## Exercise objective
Find the lines in these entries that include the word "light" and state how many there are, with no other words.

## Records for processing
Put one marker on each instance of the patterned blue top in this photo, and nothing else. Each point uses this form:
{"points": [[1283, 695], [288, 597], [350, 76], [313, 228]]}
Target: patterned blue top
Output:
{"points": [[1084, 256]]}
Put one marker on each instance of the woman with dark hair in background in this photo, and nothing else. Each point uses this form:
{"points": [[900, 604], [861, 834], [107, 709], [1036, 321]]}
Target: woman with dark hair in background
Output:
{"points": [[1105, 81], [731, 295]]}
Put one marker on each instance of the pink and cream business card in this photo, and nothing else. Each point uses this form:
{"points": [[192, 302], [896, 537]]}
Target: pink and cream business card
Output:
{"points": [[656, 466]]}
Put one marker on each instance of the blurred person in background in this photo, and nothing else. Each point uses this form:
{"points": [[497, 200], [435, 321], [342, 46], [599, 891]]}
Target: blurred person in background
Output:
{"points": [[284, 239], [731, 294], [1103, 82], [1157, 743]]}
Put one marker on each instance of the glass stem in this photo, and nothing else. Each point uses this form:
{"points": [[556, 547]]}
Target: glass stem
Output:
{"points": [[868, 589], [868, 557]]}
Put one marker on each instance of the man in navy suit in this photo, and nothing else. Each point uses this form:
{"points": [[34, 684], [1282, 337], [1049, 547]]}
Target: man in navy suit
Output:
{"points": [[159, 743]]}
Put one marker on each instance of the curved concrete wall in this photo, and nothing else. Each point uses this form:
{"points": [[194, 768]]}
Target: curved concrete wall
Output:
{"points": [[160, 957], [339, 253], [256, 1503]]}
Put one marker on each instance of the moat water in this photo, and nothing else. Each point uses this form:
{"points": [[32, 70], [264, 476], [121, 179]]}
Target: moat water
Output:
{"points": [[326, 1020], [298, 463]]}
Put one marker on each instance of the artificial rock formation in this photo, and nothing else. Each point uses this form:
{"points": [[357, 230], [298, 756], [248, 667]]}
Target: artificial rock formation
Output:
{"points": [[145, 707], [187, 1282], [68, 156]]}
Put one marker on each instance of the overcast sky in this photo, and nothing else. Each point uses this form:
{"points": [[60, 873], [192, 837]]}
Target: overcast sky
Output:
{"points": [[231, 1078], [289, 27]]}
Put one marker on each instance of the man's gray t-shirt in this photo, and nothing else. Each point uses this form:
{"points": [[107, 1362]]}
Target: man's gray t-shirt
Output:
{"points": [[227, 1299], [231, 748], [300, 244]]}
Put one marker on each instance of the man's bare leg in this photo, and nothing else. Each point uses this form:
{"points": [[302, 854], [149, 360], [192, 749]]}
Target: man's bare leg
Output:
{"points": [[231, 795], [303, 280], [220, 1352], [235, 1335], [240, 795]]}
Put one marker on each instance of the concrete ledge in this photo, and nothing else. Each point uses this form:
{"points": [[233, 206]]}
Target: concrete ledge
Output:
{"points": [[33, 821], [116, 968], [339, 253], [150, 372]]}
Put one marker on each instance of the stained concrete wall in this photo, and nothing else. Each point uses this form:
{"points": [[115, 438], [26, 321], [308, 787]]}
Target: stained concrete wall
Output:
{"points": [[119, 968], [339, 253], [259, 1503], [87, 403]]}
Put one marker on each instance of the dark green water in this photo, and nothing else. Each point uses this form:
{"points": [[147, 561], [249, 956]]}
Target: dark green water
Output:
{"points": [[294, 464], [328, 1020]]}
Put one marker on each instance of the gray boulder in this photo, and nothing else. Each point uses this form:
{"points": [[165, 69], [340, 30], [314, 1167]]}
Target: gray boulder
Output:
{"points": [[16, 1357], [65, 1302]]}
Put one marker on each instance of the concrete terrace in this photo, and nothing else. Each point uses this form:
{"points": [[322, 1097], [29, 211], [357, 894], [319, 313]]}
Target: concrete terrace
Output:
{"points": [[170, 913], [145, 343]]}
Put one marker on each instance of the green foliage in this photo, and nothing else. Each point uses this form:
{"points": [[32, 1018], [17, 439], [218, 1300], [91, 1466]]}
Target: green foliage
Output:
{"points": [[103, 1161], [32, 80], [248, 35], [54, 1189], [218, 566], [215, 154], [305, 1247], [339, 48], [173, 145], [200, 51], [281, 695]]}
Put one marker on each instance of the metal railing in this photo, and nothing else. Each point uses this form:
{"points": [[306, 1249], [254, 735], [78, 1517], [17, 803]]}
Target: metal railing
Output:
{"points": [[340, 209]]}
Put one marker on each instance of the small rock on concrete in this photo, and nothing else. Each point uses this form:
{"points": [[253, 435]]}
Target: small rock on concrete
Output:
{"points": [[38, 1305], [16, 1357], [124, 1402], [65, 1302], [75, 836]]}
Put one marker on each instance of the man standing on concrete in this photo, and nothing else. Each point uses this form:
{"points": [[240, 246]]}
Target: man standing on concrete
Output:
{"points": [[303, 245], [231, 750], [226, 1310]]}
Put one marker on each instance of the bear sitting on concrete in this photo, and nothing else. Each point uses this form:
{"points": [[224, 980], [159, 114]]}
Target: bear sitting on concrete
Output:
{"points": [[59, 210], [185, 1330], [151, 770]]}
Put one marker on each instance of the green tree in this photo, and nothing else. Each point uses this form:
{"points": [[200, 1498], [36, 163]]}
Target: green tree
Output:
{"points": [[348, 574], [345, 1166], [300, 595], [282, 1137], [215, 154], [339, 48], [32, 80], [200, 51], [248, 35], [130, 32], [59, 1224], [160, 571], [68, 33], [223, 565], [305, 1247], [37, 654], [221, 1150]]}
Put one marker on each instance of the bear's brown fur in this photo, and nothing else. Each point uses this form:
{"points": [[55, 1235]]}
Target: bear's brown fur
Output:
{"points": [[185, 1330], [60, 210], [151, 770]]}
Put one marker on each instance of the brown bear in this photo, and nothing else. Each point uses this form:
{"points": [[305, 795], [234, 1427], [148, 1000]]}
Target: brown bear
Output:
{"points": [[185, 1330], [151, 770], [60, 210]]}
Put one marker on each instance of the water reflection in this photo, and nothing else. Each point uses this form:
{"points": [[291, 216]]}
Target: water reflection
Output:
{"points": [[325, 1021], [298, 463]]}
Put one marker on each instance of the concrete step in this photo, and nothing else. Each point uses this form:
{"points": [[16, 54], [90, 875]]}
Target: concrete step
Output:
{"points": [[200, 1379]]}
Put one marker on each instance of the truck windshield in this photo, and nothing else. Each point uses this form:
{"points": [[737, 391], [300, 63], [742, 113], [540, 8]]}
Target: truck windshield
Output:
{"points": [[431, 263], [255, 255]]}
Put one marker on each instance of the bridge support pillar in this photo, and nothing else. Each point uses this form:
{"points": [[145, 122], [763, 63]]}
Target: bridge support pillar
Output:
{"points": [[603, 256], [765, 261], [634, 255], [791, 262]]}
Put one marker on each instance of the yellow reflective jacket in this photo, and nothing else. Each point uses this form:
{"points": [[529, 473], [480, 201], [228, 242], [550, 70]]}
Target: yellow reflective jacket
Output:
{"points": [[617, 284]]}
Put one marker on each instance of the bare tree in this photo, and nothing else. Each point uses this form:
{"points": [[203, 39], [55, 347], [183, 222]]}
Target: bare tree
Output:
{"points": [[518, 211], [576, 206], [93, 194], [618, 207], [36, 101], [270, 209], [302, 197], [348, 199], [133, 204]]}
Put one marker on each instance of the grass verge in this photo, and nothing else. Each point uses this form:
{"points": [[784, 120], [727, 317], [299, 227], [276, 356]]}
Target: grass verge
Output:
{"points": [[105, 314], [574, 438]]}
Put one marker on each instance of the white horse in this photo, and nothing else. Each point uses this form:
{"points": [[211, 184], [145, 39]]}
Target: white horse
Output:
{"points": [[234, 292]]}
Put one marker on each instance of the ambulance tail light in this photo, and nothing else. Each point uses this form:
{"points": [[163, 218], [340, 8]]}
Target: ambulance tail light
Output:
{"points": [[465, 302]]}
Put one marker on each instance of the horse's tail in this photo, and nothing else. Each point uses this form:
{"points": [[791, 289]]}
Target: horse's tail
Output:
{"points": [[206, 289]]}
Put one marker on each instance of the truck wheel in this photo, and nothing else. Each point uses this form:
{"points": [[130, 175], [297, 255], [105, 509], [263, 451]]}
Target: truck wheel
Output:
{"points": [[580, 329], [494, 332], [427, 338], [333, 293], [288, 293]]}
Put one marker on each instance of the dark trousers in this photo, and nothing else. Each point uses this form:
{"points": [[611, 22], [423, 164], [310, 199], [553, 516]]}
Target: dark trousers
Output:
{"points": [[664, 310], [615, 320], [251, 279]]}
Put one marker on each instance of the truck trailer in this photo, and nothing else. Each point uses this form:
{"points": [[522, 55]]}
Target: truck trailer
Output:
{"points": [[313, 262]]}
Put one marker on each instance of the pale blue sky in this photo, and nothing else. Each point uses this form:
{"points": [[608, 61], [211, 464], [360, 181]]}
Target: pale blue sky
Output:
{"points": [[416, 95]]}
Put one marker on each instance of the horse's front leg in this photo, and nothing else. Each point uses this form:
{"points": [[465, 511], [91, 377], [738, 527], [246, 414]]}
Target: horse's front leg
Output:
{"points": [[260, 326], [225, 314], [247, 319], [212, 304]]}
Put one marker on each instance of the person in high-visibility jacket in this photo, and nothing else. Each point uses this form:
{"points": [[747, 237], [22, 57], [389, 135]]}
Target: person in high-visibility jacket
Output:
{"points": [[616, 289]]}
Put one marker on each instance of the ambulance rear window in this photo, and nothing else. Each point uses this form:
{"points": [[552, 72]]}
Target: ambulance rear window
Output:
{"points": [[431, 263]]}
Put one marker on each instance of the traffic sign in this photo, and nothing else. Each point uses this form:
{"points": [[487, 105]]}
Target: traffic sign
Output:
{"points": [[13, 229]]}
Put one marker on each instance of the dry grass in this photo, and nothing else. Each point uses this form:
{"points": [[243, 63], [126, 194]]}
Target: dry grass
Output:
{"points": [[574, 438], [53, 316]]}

## Task response
2